**TASK GOAL**: Pick out each line in the records below that contains the word "tile" and copy those lines in full.

**DATA PROVIDED**:
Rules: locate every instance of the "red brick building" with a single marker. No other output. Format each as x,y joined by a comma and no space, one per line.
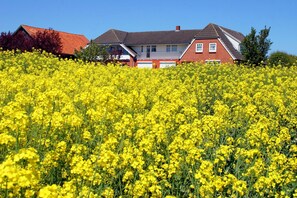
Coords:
160,49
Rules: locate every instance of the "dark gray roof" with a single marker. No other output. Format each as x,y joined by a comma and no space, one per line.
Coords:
161,37
143,38
211,31
214,31
111,37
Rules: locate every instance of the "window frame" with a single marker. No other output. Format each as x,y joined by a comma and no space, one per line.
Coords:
168,48
212,50
154,48
201,50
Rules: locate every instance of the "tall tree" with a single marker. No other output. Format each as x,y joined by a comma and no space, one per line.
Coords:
47,40
255,47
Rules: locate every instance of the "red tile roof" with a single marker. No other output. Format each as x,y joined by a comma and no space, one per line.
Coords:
70,42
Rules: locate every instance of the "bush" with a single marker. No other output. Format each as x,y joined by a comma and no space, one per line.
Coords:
281,58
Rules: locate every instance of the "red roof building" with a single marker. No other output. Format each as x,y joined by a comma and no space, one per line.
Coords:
70,42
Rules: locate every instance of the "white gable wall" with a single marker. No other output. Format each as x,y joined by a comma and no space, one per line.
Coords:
161,52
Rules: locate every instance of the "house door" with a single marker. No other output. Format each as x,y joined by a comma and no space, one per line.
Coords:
148,51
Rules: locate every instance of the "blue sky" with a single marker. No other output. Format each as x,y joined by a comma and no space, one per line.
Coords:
94,17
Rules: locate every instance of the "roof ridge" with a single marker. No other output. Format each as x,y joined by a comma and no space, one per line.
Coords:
214,27
165,31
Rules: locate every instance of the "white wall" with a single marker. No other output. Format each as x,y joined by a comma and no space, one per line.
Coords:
161,52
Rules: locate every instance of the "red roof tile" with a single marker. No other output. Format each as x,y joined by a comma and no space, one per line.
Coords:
69,41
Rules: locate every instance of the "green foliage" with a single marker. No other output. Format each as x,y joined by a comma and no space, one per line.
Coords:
93,53
281,58
254,47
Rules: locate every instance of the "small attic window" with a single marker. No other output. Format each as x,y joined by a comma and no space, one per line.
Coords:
212,47
199,47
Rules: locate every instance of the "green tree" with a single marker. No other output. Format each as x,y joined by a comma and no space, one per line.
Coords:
281,58
93,52
254,47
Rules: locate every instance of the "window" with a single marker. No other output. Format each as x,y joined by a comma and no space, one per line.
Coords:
154,48
213,62
174,48
212,47
199,47
168,48
148,51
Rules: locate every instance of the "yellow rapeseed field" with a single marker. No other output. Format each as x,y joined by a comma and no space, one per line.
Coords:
74,129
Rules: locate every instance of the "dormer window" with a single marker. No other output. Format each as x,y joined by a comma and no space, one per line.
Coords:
212,47
199,47
154,48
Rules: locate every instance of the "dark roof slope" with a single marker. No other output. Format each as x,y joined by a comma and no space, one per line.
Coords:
239,36
111,37
214,31
143,38
211,31
161,37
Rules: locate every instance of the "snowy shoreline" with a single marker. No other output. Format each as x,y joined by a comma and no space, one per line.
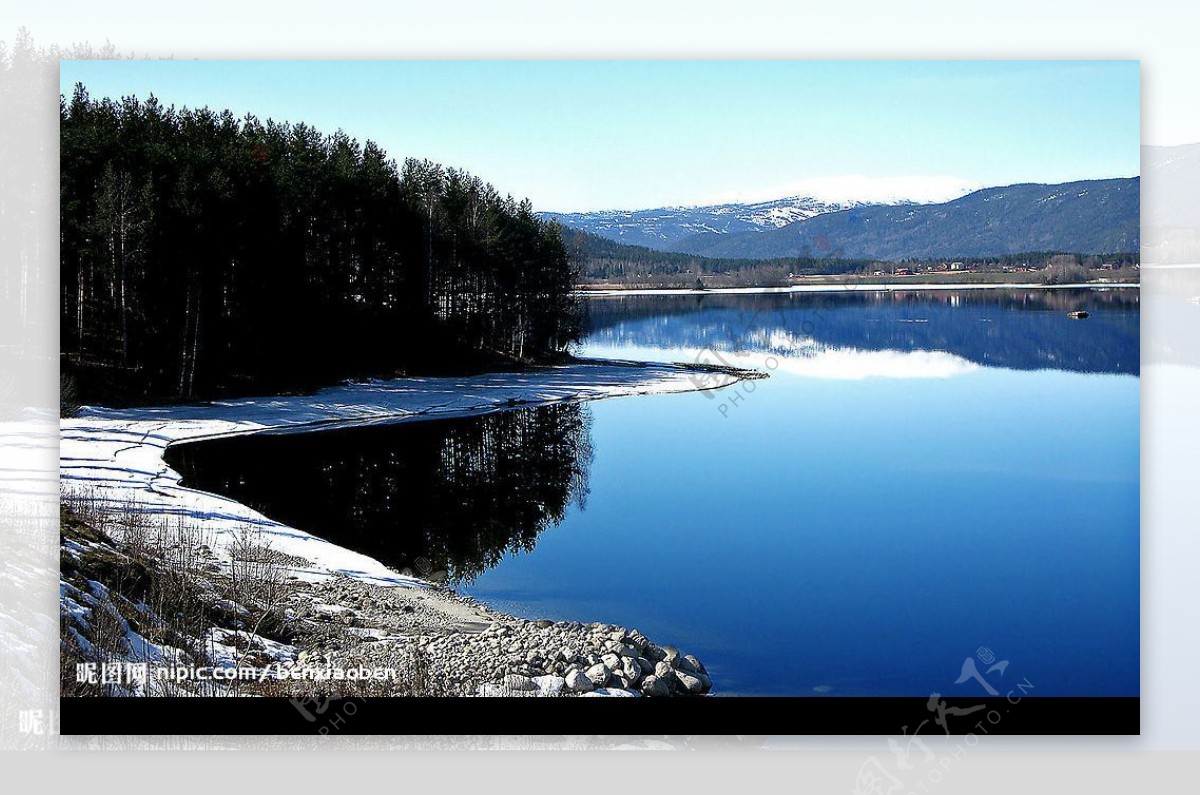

**EXPECTED ANSWER**:
Rules: locate every instance of the "red tile roof" with a single marker. No other output. Format each as x,y joined by a comma and no space, one per line.
Rules: locate every instance of the "red roof tile" with a single marker. No other output. Format each as x,y joined by a comma and no space, one per line.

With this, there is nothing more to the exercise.